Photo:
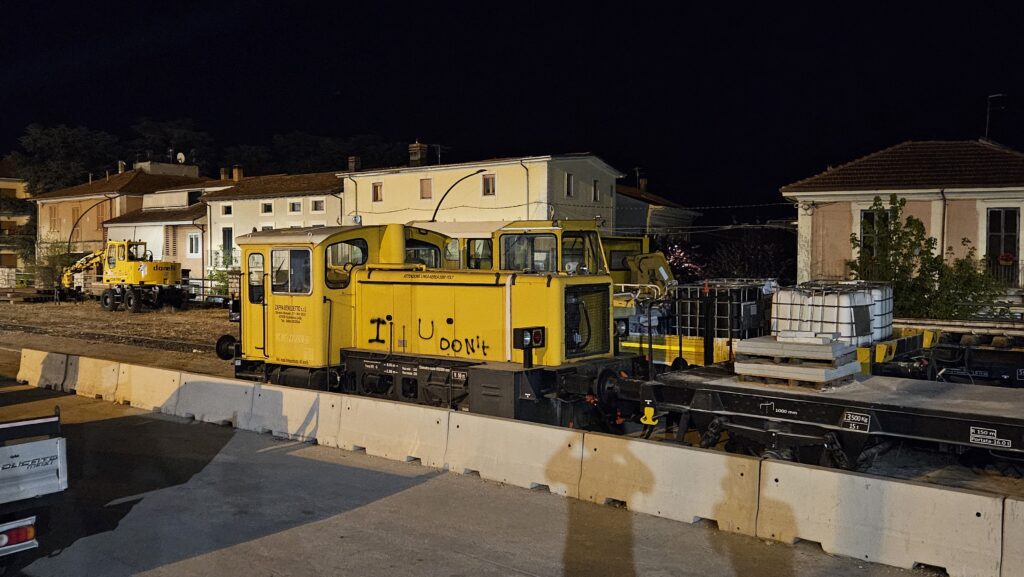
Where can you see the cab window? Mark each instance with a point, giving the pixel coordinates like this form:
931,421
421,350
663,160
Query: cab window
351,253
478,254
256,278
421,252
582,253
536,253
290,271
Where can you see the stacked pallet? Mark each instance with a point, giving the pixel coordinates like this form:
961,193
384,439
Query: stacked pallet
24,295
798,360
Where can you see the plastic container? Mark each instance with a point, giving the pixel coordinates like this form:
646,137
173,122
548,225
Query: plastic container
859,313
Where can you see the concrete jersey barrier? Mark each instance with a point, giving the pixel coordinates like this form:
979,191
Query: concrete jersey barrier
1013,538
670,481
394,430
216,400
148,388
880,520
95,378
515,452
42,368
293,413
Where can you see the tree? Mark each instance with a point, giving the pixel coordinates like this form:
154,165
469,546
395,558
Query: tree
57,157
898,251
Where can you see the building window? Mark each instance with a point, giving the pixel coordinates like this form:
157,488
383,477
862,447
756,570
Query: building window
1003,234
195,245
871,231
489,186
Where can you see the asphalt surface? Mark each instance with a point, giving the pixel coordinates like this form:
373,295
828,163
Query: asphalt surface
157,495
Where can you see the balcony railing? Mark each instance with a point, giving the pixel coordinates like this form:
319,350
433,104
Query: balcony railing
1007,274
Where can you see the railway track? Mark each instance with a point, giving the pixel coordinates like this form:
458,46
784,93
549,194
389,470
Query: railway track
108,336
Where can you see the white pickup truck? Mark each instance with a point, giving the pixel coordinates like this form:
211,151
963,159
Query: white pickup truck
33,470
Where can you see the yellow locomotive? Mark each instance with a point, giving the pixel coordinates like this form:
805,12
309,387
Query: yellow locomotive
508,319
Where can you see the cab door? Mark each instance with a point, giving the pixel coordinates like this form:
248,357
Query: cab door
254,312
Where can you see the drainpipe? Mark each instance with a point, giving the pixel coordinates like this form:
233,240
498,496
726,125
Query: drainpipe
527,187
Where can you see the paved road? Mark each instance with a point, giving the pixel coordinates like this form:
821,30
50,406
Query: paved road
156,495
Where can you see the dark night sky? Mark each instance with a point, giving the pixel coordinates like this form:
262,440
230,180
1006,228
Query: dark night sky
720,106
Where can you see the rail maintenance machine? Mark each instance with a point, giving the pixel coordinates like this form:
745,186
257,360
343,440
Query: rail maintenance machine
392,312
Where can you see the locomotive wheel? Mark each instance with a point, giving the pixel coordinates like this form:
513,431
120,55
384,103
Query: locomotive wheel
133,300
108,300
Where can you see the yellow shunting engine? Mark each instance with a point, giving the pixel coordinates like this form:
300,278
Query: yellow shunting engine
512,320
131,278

[PROBLEM TO WORK ON] Rewrite the stretch from the line containing "Where can you see the yellow shunting" through the end of the data, substituting "switch engine" for "shunting engine" and leaving everything else as it is.

[RESULT OF THIS TASK]
Where can you see the yellow switch engine? Mark each instance with a point, giving the pixel coordinates like this form:
300,278
Query: yellow switch engine
512,320
131,278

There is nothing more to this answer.